TASK GOAL: Look through the material below and give the number of lines holding "wooden", with no other words.

##### SOURCE MATERIAL

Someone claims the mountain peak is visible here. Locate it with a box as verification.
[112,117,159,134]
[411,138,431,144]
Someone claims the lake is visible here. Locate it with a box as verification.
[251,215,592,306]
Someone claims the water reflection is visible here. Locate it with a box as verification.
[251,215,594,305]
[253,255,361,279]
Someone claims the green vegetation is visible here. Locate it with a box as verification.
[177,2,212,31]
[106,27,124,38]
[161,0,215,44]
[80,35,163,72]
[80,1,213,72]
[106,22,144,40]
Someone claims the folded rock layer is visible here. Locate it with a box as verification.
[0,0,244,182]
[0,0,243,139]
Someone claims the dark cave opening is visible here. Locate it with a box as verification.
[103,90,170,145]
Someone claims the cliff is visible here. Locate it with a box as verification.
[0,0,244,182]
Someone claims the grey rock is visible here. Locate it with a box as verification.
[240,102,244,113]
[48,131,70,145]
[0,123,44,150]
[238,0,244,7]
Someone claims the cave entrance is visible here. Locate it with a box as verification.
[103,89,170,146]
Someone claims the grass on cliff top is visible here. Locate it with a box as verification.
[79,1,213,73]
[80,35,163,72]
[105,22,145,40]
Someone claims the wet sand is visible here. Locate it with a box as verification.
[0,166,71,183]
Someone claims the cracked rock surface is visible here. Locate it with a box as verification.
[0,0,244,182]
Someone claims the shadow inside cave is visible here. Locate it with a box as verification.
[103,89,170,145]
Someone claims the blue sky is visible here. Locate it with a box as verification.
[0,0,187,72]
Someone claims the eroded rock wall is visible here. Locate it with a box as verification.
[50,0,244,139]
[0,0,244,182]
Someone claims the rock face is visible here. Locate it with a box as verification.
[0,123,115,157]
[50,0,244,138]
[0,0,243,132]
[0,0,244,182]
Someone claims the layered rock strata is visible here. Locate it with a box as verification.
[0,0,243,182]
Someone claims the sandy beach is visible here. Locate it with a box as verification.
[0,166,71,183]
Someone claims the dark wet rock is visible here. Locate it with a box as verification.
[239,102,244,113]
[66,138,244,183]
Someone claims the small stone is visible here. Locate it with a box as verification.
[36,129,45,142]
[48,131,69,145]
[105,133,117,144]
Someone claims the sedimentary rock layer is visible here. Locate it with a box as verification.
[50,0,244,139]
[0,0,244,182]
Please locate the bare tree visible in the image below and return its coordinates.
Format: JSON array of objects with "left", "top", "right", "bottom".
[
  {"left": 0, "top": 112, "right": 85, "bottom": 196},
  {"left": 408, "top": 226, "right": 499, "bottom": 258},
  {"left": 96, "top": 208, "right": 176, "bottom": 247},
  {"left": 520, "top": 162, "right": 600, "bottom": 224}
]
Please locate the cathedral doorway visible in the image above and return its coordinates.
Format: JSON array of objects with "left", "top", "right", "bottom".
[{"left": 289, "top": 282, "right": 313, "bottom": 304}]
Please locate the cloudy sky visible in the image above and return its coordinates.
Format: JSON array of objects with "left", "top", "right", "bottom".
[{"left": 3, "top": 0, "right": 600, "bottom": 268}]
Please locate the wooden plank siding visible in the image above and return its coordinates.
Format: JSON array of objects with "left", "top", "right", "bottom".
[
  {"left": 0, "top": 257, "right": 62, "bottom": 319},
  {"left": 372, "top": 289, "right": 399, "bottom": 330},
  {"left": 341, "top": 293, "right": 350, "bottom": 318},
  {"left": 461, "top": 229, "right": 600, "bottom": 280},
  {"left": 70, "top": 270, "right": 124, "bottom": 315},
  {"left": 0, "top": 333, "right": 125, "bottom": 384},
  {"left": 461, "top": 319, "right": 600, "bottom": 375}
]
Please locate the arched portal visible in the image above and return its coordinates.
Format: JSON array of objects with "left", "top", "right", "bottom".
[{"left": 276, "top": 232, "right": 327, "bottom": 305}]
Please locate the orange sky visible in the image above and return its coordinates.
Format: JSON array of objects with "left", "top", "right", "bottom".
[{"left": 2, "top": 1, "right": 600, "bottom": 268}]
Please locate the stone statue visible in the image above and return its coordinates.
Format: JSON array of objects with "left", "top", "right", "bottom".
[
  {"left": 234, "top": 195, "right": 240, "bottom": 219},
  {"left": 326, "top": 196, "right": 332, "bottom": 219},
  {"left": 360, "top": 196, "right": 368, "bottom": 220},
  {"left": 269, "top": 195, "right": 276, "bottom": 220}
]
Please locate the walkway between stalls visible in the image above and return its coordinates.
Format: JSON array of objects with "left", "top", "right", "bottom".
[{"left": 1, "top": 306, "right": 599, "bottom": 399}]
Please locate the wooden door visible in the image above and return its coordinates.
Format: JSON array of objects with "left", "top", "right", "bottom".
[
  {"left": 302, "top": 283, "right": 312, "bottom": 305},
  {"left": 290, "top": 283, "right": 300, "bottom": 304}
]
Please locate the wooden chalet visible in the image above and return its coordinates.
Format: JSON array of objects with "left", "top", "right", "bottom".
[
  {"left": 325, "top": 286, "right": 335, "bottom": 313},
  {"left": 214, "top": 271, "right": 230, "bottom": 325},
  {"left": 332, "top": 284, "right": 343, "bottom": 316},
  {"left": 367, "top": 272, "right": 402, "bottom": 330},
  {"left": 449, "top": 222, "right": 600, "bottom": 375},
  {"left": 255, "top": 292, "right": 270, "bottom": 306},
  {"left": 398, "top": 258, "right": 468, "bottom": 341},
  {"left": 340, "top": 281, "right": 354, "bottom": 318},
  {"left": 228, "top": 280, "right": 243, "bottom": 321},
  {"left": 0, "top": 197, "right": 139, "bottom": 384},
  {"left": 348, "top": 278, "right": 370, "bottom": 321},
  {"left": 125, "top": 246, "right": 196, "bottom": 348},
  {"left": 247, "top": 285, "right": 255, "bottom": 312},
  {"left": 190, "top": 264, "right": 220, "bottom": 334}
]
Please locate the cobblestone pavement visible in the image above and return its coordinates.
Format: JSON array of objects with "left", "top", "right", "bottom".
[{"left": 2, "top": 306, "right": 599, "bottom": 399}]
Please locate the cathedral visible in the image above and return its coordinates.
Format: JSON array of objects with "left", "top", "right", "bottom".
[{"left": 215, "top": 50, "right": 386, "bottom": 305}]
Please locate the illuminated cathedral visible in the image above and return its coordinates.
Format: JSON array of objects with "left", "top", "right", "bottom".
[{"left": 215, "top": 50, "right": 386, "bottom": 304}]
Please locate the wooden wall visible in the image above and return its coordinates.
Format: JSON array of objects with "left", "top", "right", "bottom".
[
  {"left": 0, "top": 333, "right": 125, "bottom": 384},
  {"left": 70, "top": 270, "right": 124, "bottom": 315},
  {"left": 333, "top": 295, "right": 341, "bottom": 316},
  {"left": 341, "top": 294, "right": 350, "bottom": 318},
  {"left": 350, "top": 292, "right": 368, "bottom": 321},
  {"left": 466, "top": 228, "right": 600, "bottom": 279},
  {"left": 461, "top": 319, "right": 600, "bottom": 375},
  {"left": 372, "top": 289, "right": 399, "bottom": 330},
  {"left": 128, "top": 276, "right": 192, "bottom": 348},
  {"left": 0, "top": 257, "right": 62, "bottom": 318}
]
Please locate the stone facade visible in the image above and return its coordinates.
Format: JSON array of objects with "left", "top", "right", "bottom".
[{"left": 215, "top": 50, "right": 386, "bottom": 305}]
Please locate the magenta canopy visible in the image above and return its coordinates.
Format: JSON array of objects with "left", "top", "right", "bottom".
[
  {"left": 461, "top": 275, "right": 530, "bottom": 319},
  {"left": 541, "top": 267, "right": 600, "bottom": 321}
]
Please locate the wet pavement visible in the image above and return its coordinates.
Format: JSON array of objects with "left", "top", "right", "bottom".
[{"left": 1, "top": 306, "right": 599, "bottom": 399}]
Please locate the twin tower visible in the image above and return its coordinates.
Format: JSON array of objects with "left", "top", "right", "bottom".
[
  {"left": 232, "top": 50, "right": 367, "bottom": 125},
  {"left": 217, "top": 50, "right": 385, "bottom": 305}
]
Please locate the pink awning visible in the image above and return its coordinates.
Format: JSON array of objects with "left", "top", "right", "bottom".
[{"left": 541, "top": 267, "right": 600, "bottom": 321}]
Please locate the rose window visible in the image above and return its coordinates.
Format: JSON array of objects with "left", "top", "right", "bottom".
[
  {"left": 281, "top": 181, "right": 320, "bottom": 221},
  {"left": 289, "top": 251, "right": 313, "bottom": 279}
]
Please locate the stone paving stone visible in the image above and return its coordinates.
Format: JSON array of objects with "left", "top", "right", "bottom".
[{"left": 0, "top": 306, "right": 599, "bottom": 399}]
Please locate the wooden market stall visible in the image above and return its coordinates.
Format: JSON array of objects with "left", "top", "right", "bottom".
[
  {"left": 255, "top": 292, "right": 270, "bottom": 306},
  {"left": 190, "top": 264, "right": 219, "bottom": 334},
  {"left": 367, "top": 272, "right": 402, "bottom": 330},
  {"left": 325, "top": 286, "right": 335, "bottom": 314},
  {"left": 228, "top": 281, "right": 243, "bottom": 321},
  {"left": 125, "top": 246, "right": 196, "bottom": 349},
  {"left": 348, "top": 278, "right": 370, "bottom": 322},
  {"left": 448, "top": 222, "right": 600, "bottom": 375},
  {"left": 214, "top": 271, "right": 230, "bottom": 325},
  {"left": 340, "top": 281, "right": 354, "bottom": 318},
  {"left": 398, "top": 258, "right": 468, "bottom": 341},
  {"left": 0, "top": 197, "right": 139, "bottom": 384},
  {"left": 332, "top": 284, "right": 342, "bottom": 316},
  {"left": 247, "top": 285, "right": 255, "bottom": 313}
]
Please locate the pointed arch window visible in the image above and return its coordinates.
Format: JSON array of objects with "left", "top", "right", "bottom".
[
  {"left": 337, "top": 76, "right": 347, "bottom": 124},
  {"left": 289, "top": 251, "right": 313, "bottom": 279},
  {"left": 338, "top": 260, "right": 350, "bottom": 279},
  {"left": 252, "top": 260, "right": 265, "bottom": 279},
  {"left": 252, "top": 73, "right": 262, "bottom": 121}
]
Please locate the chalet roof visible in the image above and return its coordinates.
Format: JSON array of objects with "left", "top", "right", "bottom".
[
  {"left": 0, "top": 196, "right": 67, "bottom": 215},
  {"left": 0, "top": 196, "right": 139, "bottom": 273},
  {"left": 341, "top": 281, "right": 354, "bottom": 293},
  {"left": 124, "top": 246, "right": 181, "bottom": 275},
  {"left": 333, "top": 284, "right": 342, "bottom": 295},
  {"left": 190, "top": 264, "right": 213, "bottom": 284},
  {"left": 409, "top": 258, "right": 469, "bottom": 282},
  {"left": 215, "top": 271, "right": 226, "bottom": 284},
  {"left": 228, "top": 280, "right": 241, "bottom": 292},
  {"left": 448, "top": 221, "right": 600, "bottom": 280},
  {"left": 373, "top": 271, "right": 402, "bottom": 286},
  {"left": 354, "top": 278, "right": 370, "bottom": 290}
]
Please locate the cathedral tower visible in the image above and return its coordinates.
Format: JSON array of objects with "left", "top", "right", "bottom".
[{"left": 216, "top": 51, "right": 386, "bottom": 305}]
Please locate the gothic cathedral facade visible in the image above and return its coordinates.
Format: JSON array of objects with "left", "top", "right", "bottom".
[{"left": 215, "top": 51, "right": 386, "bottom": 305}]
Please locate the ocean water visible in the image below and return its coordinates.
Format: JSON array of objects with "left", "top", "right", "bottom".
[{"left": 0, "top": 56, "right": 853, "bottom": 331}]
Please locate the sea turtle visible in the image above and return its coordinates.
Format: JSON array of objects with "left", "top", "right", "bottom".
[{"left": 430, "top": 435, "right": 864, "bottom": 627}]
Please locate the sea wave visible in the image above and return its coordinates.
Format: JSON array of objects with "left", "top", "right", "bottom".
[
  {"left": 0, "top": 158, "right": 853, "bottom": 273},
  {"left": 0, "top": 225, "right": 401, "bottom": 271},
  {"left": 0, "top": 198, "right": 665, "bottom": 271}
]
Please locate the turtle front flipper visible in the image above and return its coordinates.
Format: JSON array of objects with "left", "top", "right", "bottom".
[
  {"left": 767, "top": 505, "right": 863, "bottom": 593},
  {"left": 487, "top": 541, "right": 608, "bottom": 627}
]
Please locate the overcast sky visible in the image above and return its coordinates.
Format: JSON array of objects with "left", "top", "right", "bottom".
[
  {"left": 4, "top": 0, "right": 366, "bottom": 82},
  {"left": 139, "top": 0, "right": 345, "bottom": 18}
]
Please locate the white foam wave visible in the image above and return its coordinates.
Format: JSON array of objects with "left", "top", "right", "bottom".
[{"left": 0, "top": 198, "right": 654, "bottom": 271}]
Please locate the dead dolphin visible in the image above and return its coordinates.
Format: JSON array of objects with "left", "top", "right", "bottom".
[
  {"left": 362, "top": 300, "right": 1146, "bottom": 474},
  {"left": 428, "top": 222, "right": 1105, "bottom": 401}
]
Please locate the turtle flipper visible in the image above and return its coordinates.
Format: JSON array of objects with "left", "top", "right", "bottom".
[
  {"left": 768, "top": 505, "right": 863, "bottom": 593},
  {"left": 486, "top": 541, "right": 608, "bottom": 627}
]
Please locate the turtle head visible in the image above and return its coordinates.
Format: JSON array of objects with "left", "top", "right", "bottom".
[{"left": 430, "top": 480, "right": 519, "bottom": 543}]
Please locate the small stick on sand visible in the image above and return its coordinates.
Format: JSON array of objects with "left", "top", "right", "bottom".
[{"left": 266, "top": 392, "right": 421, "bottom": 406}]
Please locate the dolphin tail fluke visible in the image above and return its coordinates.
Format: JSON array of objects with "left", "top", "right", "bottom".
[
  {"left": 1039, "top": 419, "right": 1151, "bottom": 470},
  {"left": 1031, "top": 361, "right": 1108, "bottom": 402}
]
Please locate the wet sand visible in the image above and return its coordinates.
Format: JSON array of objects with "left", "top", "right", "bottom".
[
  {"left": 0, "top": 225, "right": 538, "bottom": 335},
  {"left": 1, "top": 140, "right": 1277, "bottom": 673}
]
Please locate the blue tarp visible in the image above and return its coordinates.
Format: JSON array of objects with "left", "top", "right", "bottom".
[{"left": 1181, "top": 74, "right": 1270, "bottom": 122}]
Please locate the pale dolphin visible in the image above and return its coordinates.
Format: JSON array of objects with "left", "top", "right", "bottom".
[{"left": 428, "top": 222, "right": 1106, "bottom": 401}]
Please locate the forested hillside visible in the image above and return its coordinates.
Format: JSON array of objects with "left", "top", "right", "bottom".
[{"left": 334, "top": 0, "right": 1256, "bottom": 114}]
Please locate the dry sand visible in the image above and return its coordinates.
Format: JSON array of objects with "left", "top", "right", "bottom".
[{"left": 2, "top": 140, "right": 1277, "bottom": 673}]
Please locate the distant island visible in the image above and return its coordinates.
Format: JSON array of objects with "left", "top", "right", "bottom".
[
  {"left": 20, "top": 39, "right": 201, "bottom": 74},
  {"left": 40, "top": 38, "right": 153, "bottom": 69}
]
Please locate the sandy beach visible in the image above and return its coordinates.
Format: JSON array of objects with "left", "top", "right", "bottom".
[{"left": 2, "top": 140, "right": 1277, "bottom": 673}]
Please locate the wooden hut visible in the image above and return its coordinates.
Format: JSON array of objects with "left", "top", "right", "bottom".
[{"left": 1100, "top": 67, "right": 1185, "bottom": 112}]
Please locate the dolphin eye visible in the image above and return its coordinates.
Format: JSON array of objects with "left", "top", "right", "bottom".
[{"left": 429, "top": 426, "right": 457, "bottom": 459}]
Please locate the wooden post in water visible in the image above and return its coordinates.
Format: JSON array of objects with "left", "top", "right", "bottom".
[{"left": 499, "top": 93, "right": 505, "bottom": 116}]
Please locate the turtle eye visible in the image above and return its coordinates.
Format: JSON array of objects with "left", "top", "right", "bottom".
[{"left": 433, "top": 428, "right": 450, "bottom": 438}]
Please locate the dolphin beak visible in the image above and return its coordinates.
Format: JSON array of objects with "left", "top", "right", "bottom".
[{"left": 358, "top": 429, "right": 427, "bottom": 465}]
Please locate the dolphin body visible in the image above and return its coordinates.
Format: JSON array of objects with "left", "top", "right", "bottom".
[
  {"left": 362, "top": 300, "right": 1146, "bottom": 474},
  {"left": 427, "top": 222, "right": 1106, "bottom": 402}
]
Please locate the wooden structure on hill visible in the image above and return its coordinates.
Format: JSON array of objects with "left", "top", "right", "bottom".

##########

YOUR RESPONSE: 8